**Your task**
Write out the whole listing again, exactly as given.

● ● ● ● ●

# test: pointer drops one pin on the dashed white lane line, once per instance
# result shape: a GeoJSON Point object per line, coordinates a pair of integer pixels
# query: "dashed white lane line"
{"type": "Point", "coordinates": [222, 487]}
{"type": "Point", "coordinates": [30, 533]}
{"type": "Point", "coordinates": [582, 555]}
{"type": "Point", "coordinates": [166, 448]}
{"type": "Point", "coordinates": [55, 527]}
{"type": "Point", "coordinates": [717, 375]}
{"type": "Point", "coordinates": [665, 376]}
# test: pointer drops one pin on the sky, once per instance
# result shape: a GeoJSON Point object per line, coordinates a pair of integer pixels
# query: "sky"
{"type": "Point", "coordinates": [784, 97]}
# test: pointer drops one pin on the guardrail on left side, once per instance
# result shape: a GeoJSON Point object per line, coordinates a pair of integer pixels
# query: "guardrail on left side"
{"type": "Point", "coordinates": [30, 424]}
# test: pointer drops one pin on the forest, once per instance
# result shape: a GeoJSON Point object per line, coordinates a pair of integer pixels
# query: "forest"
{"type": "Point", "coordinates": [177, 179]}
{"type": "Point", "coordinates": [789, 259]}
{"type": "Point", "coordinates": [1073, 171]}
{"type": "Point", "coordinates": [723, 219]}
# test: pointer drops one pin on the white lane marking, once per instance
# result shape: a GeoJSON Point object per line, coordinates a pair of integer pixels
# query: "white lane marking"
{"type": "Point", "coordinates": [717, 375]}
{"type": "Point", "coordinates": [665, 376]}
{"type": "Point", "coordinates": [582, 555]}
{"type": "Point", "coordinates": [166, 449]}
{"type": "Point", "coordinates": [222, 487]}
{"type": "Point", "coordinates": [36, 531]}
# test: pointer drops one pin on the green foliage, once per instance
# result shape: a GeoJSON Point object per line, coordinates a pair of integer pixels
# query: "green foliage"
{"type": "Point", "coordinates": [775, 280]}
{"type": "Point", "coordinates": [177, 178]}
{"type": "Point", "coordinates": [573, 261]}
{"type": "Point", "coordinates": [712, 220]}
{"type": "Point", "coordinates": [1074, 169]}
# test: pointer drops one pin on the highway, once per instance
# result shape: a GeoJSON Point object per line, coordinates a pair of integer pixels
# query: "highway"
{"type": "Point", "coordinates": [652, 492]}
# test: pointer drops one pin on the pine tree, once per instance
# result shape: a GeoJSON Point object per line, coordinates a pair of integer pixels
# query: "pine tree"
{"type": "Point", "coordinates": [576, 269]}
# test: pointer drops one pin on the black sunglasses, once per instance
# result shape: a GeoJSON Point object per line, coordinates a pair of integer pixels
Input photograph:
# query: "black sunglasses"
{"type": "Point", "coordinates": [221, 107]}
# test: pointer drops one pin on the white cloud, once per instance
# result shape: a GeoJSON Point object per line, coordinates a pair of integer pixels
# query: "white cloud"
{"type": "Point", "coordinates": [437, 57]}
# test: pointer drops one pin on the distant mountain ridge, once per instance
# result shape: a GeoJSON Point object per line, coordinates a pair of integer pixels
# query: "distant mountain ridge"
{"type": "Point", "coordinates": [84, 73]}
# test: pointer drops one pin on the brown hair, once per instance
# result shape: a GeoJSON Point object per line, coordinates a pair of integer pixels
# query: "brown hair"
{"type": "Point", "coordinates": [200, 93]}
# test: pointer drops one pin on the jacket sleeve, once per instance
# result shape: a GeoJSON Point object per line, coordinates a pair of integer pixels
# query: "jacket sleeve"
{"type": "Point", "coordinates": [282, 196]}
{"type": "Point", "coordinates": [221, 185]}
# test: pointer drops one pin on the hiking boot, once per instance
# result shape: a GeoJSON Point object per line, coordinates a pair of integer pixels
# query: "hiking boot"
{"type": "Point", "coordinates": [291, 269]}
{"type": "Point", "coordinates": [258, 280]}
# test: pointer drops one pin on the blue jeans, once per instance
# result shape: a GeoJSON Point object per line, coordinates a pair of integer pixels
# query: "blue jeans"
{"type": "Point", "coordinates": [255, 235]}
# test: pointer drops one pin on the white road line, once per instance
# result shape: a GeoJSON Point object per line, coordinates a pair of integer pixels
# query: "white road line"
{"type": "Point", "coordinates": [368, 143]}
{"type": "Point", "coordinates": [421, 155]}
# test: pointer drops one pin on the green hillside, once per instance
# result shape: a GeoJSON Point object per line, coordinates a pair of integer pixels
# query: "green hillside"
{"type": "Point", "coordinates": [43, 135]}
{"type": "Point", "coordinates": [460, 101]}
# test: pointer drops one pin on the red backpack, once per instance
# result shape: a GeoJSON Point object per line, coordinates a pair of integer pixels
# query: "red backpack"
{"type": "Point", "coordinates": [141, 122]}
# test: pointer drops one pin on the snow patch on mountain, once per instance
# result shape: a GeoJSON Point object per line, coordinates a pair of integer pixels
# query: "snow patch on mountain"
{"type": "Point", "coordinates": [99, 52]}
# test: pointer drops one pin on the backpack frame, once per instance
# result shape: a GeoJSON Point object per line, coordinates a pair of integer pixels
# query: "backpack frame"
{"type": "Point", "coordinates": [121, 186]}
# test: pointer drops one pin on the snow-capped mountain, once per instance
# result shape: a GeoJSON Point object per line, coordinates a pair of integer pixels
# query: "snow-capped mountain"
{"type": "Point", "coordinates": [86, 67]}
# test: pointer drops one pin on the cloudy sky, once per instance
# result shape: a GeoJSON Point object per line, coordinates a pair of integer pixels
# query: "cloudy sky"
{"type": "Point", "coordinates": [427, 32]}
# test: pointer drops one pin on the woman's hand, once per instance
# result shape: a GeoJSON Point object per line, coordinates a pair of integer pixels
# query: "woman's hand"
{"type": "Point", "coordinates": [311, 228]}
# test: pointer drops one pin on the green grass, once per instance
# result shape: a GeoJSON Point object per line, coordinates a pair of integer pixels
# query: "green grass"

● ● ● ● ●

**Result**
# test: pointer drops one pin on the dashed white lane line, once per instance
# result shape: a GeoJSON Point object per line, coordinates a pair of integer pixels
# query: "dashed white lane line"
{"type": "Point", "coordinates": [222, 487]}
{"type": "Point", "coordinates": [30, 533]}
{"type": "Point", "coordinates": [582, 555]}
{"type": "Point", "coordinates": [166, 448]}
{"type": "Point", "coordinates": [55, 527]}
{"type": "Point", "coordinates": [717, 375]}
{"type": "Point", "coordinates": [665, 376]}
# test: pointer drops one pin on the sky, once per instance
# result shape: a GeoJSON Point object per line, coordinates a pair of integer pixels
# query: "sky"
{"type": "Point", "coordinates": [784, 97]}
# test: pointer drops one pin on the guardrail on left side, once per instance
# result shape: a GeoJSON Point object per line, coordinates a pair of integer pixels
# query: "guardrail on left side"
{"type": "Point", "coordinates": [30, 424]}
# test: pointer drops one pin on the forest, once per instance
# result shape: a GeoJSON Point object per line, coordinates a pair of integer pixels
# query: "forest"
{"type": "Point", "coordinates": [177, 179]}
{"type": "Point", "coordinates": [789, 259]}
{"type": "Point", "coordinates": [1073, 171]}
{"type": "Point", "coordinates": [723, 219]}
# test: pointer drops one pin on the white lane marking, once per instance
# result shape: a GeoJSON Point object per line, coordinates a pair of integer pixels
# query: "white lane marking"
{"type": "Point", "coordinates": [717, 375]}
{"type": "Point", "coordinates": [665, 376]}
{"type": "Point", "coordinates": [582, 555]}
{"type": "Point", "coordinates": [166, 449]}
{"type": "Point", "coordinates": [222, 487]}
{"type": "Point", "coordinates": [36, 531]}
# test: pointer drops one pin on the green foliage, once per instance
# result shape: a GeoJSON Point object per line, coordinates a pair of integer pixels
# query: "green foliage"
{"type": "Point", "coordinates": [775, 280]}
{"type": "Point", "coordinates": [177, 178]}
{"type": "Point", "coordinates": [573, 261]}
{"type": "Point", "coordinates": [712, 220]}
{"type": "Point", "coordinates": [1074, 169]}
# test: pointer drops one pin on the highway, once per instance
# result shape: a GeoJSON Point object per line, coordinates a pair of integer pixels
# query: "highway"
{"type": "Point", "coordinates": [652, 492]}
# test: pointer drops one pin on the pine tree, once per instance
# result shape: a GeoJSON Point object per line, coordinates a pair of integer pixels
# query: "pine tree"
{"type": "Point", "coordinates": [576, 269]}
# test: pointer drops one pin on the black sunglasses, once per instance
# result shape: a GeoJSON Point object per line, coordinates a pair of integer pixels
Input photograph:
# query: "black sunglasses"
{"type": "Point", "coordinates": [221, 107]}
# test: pointer drops one pin on the white cloud, once per instance
# result shape: a GeoJSON Point object per line, coordinates a pair of integer pixels
# query: "white cloud"
{"type": "Point", "coordinates": [437, 57]}
# test: pointer drops one pin on the distant mountain ridge, once per instance
# result shape: a GeoJSON Point object per line, coordinates a pair of integer pixels
# query: "distant mountain ridge"
{"type": "Point", "coordinates": [84, 73]}
# test: pointer drops one pin on the brown hair, once per instance
# result shape: a GeoJSON Point object per line, coordinates a pair of integer pixels
# query: "brown hair"
{"type": "Point", "coordinates": [200, 93]}
# test: pointer drops one pin on the jacket sleeve, once per instance
# result shape: a GeoJSON Point object per line, coordinates a pair of integer pixels
# query: "jacket sleeve"
{"type": "Point", "coordinates": [282, 196]}
{"type": "Point", "coordinates": [221, 185]}
# test: pointer drops one pin on the hiking boot, once per instance
# result shape: a GeoJSON Point object per line, coordinates a pair of integer pixels
# query: "hiking boot"
{"type": "Point", "coordinates": [291, 269]}
{"type": "Point", "coordinates": [258, 280]}
# test: pointer drops one pin on the blue jeans, once per instance
# result shape: a GeoJSON Point object per line, coordinates a pair of integer pixels
# query: "blue jeans"
{"type": "Point", "coordinates": [255, 235]}
# test: pointer drops one pin on the white road line, once per instance
# result shape: a GeoJSON Point object per line, coordinates a pair of integer pixels
# query: "white road line"
{"type": "Point", "coordinates": [368, 143]}
{"type": "Point", "coordinates": [421, 155]}
# test: pointer drops one pin on the green hillside, once per instance
# result shape: a GeoJSON Point object per line, coordinates a pair of integer pixels
# query: "green hillside"
{"type": "Point", "coordinates": [43, 135]}
{"type": "Point", "coordinates": [460, 101]}
# test: pointer drops one pin on the red backpack, once per instance
# result shape: a GeoJSON Point object per line, coordinates a pair of integer pixels
# query: "red backpack"
{"type": "Point", "coordinates": [141, 122]}
# test: pointer drops one pin on the snow patch on mountain, once per instance
# result shape: a GeoJSON Point object per line, coordinates a pair of integer pixels
# query: "snow patch on mountain"
{"type": "Point", "coordinates": [99, 52]}
# test: pointer drops one pin on the backpack frame, once per instance
# result shape: a GeoJSON Point object per line, coordinates a pair of integer pixels
# query: "backpack frame"
{"type": "Point", "coordinates": [121, 186]}
# test: pointer drops one pin on the snow-capped mountain, once per instance
# result shape: a GeoJSON Point object per line, coordinates a pair of integer pixels
# query: "snow-capped mountain"
{"type": "Point", "coordinates": [86, 67]}
# test: pointer drops one pin on the cloudy sky, once per instance
# result shape: a GeoJSON Point object per line, coordinates a pair of integer pixels
# query: "cloudy sky"
{"type": "Point", "coordinates": [427, 32]}
# test: pointer drops one pin on the woman's hand, once per instance
# result shape: a GeoJSON Point object per line, coordinates a pair of integer pixels
# query: "woman's hand"
{"type": "Point", "coordinates": [311, 228]}
# test: pointer drops one pin on the green grass, once per instance
# result shape: a GeoJSON Point object per line, coordinates a pair of integer pixels
# query: "green grass"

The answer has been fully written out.